===== Dataset excerpts =====
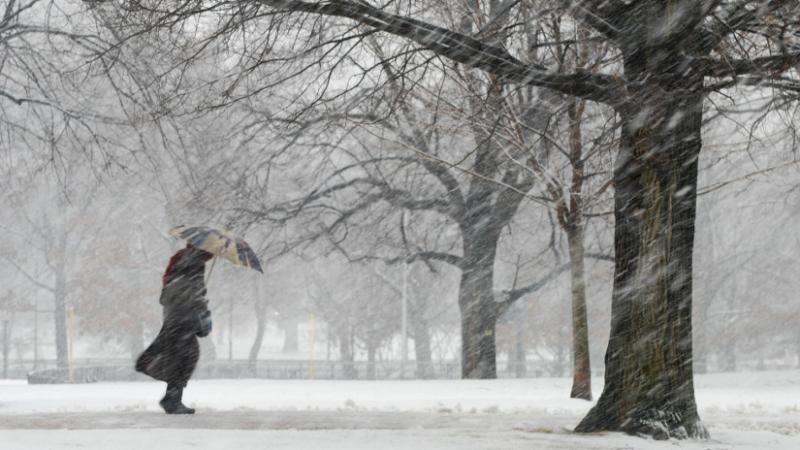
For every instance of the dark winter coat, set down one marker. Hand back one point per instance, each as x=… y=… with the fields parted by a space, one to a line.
x=173 y=355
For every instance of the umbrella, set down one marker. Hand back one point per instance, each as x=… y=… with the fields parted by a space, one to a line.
x=219 y=243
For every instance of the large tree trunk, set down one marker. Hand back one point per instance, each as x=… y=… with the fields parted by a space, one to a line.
x=479 y=311
x=649 y=384
x=581 y=371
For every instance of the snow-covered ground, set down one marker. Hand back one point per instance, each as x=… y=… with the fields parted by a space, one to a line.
x=743 y=411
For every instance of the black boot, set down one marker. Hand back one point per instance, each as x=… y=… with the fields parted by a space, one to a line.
x=172 y=403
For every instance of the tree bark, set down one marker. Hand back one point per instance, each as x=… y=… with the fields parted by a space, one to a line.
x=479 y=311
x=649 y=380
x=581 y=371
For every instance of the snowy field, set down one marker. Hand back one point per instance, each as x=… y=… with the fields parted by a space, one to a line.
x=743 y=411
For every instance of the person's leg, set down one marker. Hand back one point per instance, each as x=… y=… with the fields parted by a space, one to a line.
x=172 y=403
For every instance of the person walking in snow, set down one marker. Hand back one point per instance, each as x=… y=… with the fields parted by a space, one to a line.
x=173 y=355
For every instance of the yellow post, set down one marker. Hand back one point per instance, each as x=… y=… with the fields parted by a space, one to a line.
x=70 y=340
x=312 y=337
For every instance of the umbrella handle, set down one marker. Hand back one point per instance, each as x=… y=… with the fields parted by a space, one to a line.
x=213 y=261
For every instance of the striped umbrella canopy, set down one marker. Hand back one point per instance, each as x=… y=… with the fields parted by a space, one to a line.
x=219 y=243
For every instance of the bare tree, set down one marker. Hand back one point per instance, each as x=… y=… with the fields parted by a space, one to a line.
x=671 y=55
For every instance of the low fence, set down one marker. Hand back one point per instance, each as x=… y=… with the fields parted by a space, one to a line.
x=88 y=371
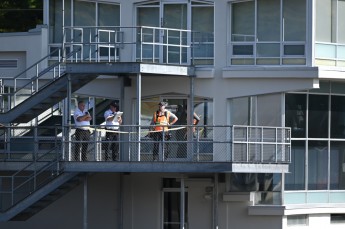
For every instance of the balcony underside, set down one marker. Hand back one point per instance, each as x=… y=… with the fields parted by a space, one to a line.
x=161 y=167
x=107 y=68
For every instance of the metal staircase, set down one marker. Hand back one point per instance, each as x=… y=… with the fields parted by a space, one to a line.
x=42 y=181
x=38 y=93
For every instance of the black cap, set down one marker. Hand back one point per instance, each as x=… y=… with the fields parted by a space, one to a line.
x=162 y=103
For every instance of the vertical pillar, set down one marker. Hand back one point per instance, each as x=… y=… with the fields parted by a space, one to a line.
x=138 y=105
x=85 y=204
x=182 y=203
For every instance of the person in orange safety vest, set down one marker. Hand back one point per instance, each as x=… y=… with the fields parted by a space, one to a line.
x=161 y=121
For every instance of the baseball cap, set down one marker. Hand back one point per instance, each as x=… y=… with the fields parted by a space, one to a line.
x=162 y=103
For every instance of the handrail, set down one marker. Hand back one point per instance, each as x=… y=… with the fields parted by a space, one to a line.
x=33 y=81
x=48 y=166
x=36 y=63
x=211 y=143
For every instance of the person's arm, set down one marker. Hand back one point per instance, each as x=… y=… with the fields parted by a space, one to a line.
x=196 y=119
x=173 y=117
x=109 y=116
x=85 y=117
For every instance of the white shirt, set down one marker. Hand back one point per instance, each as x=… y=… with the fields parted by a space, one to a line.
x=78 y=113
x=114 y=125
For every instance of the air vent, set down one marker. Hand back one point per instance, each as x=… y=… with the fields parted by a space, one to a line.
x=8 y=63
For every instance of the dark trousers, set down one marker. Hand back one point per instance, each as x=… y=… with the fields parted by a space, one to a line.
x=82 y=138
x=158 y=138
x=112 y=141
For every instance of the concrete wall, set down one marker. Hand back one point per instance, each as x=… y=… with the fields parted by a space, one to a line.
x=27 y=47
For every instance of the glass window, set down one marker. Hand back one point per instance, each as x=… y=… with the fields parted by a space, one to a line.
x=295 y=180
x=317 y=165
x=323 y=20
x=337 y=165
x=269 y=110
x=243 y=21
x=295 y=114
x=84 y=13
x=318 y=116
x=297 y=220
x=294 y=14
x=341 y=21
x=338 y=116
x=239 y=111
x=268 y=21
x=203 y=26
x=55 y=19
x=172 y=210
x=294 y=50
x=338 y=218
x=108 y=15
=====
▶ _Given exercise_
Put the lines of the entries, beginning with the line that contains "For every instance of the yellow" and ending after the line that contains "x=213 y=261", into a Markdown table with the columns Row and Entry Line, numbering each line and omitting blank lines.

▶ _Response_
| Row | Entry Line |
|---|---|
| 1 | For every instance of the yellow post, set down one marker. Hand back one point per instance, each as x=… y=… with the fields parted by a space, one to a line. |
| 2 | x=70 y=340 |
| 3 | x=312 y=337 |
| 4 | For every instance of the umbrella handle, set down one marker. Hand back one point per instance, each as x=… y=… with the fields parted by a space, one to a line. |
| 5 | x=213 y=261 |